------ DATASET RECORDS
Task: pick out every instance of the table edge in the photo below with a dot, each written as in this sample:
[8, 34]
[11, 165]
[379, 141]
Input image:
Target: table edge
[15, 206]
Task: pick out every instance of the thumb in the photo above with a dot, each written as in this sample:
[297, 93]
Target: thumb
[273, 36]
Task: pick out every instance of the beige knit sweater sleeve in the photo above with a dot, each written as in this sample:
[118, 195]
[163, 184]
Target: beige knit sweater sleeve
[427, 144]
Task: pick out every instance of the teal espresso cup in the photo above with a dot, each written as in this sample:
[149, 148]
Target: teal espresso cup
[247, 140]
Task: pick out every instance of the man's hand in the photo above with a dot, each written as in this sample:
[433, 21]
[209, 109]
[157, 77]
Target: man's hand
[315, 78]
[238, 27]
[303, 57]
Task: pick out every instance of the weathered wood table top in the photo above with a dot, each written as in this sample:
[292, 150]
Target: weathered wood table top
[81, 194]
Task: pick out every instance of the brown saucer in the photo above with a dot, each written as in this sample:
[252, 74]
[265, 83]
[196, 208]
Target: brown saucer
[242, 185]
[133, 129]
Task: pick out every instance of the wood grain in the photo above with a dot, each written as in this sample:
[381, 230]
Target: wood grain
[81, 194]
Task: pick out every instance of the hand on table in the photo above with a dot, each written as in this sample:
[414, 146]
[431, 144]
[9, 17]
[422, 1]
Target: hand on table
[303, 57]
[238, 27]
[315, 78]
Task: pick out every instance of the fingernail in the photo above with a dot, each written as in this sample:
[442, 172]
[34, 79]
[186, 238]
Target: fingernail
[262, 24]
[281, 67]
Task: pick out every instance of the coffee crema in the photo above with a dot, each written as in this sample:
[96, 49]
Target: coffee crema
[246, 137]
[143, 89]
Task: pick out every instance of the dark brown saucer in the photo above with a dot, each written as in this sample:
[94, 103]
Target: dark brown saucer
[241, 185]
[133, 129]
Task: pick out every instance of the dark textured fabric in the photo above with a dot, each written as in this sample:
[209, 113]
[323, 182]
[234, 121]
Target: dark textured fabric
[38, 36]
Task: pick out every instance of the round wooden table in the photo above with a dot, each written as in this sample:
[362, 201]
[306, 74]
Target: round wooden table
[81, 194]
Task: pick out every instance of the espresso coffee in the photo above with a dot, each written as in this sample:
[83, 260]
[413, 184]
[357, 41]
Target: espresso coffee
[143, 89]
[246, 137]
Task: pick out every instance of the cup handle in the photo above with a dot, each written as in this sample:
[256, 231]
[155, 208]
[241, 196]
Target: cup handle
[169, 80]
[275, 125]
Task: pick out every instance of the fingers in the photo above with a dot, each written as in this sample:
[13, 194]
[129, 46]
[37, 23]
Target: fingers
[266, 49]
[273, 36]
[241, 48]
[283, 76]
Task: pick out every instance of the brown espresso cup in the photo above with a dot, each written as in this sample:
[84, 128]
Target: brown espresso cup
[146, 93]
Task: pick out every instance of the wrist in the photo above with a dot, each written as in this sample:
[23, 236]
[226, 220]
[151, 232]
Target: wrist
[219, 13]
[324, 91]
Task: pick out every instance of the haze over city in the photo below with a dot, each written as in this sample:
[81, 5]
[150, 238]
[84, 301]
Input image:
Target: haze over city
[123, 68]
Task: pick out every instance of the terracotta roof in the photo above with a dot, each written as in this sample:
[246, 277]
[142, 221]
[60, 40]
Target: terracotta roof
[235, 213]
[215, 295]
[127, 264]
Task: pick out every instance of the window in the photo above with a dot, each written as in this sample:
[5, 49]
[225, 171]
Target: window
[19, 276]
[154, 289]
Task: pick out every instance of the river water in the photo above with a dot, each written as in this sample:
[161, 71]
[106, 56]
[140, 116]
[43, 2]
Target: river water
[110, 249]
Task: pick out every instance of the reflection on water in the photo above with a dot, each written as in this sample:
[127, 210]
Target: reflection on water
------------
◆ WHAT IS NEEDED ◆
Line by line, print the records above exactly as they stand.

◆ ANSWER SECTION ◆
Task: pick out every instance of the table edge in the photo below with a dot, each written as in this sample:
[8, 34]
[11, 165]
[379, 141]
Input image:
Target: table edge
[15, 206]
Task: pick out every instance of the thumb in the photo above with a dot, each written as in this sample:
[297, 93]
Target: thumb
[273, 36]
Task: pick out every instance of the beige knit sweater sleeve in the photo above with a dot, each written as in this sample:
[118, 195]
[163, 184]
Target: beige knit sweater sleeve
[427, 144]
Task: pick out every instance of the teal espresso cup in the photo above with a dot, each written as in this sample:
[149, 148]
Target: teal espresso cup
[247, 140]
Task: pick out every instance of the man's hand in the photo above with a dot, each written as in this sample:
[433, 21]
[209, 109]
[157, 77]
Target: man's hand
[315, 78]
[238, 27]
[303, 57]
Task: pick out every instance of the weathered wood table top in the photo above with a dot, each written as in this sample:
[292, 150]
Target: weathered wood table top
[81, 194]
Task: pick out every instance of the brown saucer in the photo above with a dot, each written as in this sample:
[252, 74]
[265, 83]
[196, 208]
Target: brown saucer
[242, 185]
[133, 129]
Task: pick out every instance of the wood grain in the photo above with a dot, each written as in this sample:
[381, 230]
Target: wood grain
[81, 194]
Task: pick out every instance of the hand on table in the photo above with a dot, each written as in this sample:
[414, 146]
[431, 144]
[9, 17]
[422, 1]
Target: hand on table
[303, 57]
[238, 27]
[315, 78]
Task: pick out every instance of the fingernail in the photo above with a dot, each written as in this sample:
[442, 172]
[34, 79]
[186, 238]
Target: fingernail
[262, 24]
[281, 67]
Task: pick out every instance of the coffee crema in the photo above with a dot, each written as in this sample:
[96, 49]
Target: coffee crema
[246, 137]
[143, 89]
Task: pick out every instance of the dark brown saucer in the photo above with a dot, each written as in this sample:
[94, 103]
Target: dark brown saucer
[241, 185]
[133, 129]
Task: pick out every instance of the dark textured fabric in the photo above with a dot, each written as in this sample:
[209, 113]
[323, 182]
[234, 121]
Target: dark textured fabric
[38, 36]
Task: pick out every instance of the round wooden table in the photo above with a dot, each written as in this sample:
[362, 201]
[306, 74]
Target: round wooden table
[81, 194]
Task: pick out every instance of the espresso coffee in the photo above with a dot, each written as in this sample:
[83, 260]
[413, 184]
[357, 41]
Target: espresso coffee
[143, 89]
[246, 137]
Task: pick out every instance of the cup handle in the photo above with a dot, each written as in this sample:
[256, 231]
[155, 208]
[241, 196]
Target: cup handle
[169, 80]
[275, 125]
Task: pick out every instance of the fingers in the photo above with a dot, each written as in this sample:
[13, 194]
[129, 46]
[37, 23]
Target: fingers
[266, 49]
[273, 36]
[241, 48]
[283, 76]
Task: pick out every instance of the brown espresso cup in the photo above with a dot, each written as in this sample:
[84, 128]
Target: brown espresso cup
[146, 93]
Task: pick out every instance of the wrist in the photo above with a dot, each written as in this sample:
[23, 236]
[226, 220]
[151, 232]
Target: wrist
[219, 13]
[324, 91]
Task: pick out every instance of the haze over city in the photo below with a dot, each written as in this sample:
[81, 5]
[150, 238]
[84, 301]
Input image:
Target: haze over city
[123, 68]
Task: pick out every instance of the terracotta roof in the photo above with a dot, each written as in this sample:
[246, 277]
[142, 221]
[60, 40]
Target: terracotta roof
[235, 213]
[215, 295]
[127, 264]
Task: pick out every instance of the window in the photo above with a dot, each written as in this sample:
[5, 49]
[225, 171]
Target: window
[19, 276]
[154, 289]
Task: pick out every instance of the river water in the photo above with a dot, each written as in this sample:
[161, 71]
[106, 56]
[140, 116]
[43, 2]
Target: river water
[110, 249]
Task: pick out every instance of the reflection on water in the photo above with a dot, each written as in this sample:
[127, 210]
Target: reflection on water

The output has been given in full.